**Kutipan Pilihan**
+++

Umumnya guru-guru salek buta adalah
orang-orang yang tidak menguasai ilmu Bahasa Arab, Ushul, tafsir, ilmu hadits
dan ilmu-ilmu lainnya yang menjadi syarat dalam memahami al-Qur’an dan
al-Sunnah. Mereka hanya menerima ilmu salek buta tersebut dari gurunya hanya
dengan taqlid buta, bahkan banyak diantara mereka hanya mengahafal-hafal saja
ungkapan-ungkapan yang mengandung pemahaman-pemahaman salek buta tanpa
mengetahui maksudnya. Yang lebih parah lagi, guru yang di atas gurunya lagi
juga merupakan orang-orang yang tidak punya kapasitas untuk memahami al-Qur’an
dan al-Sunnah.
4.
Tidak mempunyai rujukan kitab yang
mu’tabar. Mereka hanya merujuk kepada gurunya dan menerima apa saja yang
menjadi ajaran gurunya itu. Kalaupun ada rujukan, itu hanyalah tulisan-tulisan
gurunya yang ditulis dalam sebuah buku tulis. Itupun hanya berupa gambar-gambar,
skema-skema dan isyarat-isyarat tulisan yang biasanya tidak disertai dengan
penjelasannya sama sekali, sehingga tidak heran, kalau kajian salek buta ini
satu sama lain jauh berbeda, karena penjelasannya banyak menurut selera dan
pemahaman masing-masing dan tidak ada jaminan bahwa pemahaman mereka tersebut
sesuai dengan ajaran yang pernah diturunkan oleh guru mereka. Mereka tidak mempunyai kitab seperti halnya kitab
dalam Mazhab Ahlussunnah wal Jama’ah seperti Hasyiah al-Dusuqi, Kifayatul Awam,
Tijan Darari, Matan Sanusi dan lain-lain.
5.

+++

Data sumber
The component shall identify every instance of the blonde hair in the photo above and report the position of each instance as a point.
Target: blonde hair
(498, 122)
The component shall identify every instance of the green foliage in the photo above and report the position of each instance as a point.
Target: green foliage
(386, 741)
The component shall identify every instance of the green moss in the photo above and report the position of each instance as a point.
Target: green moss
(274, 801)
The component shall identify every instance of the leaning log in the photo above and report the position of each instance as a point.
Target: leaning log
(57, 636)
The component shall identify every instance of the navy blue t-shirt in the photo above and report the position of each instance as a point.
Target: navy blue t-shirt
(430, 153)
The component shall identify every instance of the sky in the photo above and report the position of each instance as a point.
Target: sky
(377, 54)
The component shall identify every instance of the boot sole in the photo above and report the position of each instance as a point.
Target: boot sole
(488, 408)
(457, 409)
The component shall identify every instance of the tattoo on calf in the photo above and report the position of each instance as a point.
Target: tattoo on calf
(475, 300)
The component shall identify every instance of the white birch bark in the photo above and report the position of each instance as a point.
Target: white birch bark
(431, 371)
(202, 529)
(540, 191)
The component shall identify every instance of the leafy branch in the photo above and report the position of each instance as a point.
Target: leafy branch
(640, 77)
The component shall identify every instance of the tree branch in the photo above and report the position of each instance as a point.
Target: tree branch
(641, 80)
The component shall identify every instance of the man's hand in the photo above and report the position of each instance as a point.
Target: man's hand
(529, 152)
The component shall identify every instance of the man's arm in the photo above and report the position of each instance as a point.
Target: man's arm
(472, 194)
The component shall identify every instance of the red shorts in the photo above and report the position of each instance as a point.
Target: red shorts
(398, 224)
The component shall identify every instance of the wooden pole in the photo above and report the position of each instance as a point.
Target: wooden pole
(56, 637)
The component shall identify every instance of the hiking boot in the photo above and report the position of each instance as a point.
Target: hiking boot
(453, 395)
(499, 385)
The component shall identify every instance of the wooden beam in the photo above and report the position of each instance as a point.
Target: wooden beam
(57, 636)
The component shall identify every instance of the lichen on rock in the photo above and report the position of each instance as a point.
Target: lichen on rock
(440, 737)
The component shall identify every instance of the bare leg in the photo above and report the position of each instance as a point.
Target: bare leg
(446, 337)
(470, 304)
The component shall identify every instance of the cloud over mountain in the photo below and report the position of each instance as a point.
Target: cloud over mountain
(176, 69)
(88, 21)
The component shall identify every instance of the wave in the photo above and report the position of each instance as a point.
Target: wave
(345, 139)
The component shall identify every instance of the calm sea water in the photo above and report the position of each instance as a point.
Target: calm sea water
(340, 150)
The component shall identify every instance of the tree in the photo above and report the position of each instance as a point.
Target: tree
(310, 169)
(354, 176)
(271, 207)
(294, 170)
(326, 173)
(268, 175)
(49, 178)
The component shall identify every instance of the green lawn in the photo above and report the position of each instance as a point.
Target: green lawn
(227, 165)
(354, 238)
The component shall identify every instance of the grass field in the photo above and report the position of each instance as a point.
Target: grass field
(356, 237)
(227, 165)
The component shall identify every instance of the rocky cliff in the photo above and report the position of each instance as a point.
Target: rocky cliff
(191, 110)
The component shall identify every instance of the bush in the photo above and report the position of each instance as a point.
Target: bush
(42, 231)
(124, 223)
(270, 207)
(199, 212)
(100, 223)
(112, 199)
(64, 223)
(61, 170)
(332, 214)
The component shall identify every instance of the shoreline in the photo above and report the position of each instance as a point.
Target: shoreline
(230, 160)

+++

**Rincian Latihan**
Lanjutkan teks tentang ciri-ciri ajaran salek buta di atas. Mulailah dari nomor 5 yang masih kosong.

**Jawaban Latihan**
Di Aceh, kajian mereka banyak
diungkapkan melalui sya’ir Aceh dengan menggunakan kiasan-kiasan. Berikut ini
salah satu sya’ir Aceh yang mengandung ajaran salek buta, yaitu :
Ghalib Muhammad kekal zat Allah, dhahir nuqthah qadim baqa
Hapus syuhud di dalam qudus zat, alif musyahadah teudong
dalam haa
‘Asyiq alif lam nur wahdah, suara nuqthah alif dalam haa
‘Asyiq ma’syuq Allah Muhammad, alif musyahadah dalam suara
Syahadah nuqthah tan meusyadu, kalam ana hu suara haa
Syahadah nuqthah syahid Allah, laa ana illa huwa qadim baqa
‘Asyaq Ahdiyah ngon wahdah, lam nuqthah kekal baqa
‘Asyiq ma’syuq Allah Muhammad,
kaleuh musyahadah alif dengon baa
Baa ngon alif kaleuh musyahadah, ka
meusapat tuboh ngon nyawa
Teubit pih han tamong pih than,
‘Arif pandang alif dengon baa
Iman ka meuhoe syahadah ka sudah,
kalimah thaibah alif dalam haa
Tauhid ka keumah ma’rifat ka sudah,
Nabi ngon Allah kekal baqa[4]
6.
Suka mengungkapkan ajarannya dengan
isyarat-isyarat tulisan. Di bawah ini contoh isyarat tulisan yang mengandung
ajaran salek buta, yaitu :
--------- ----ث ---------
اليف با تا
احدية وحدة واحدية
ألله محمد أدم
Maksudnya, Alif
artinya Allah, baa artinya Muhammad, taa artinya Adam. Maka yang tiga ini
adalah tsaa, artinya satu seperti alif, baa, taa, tsaa.[5]
7.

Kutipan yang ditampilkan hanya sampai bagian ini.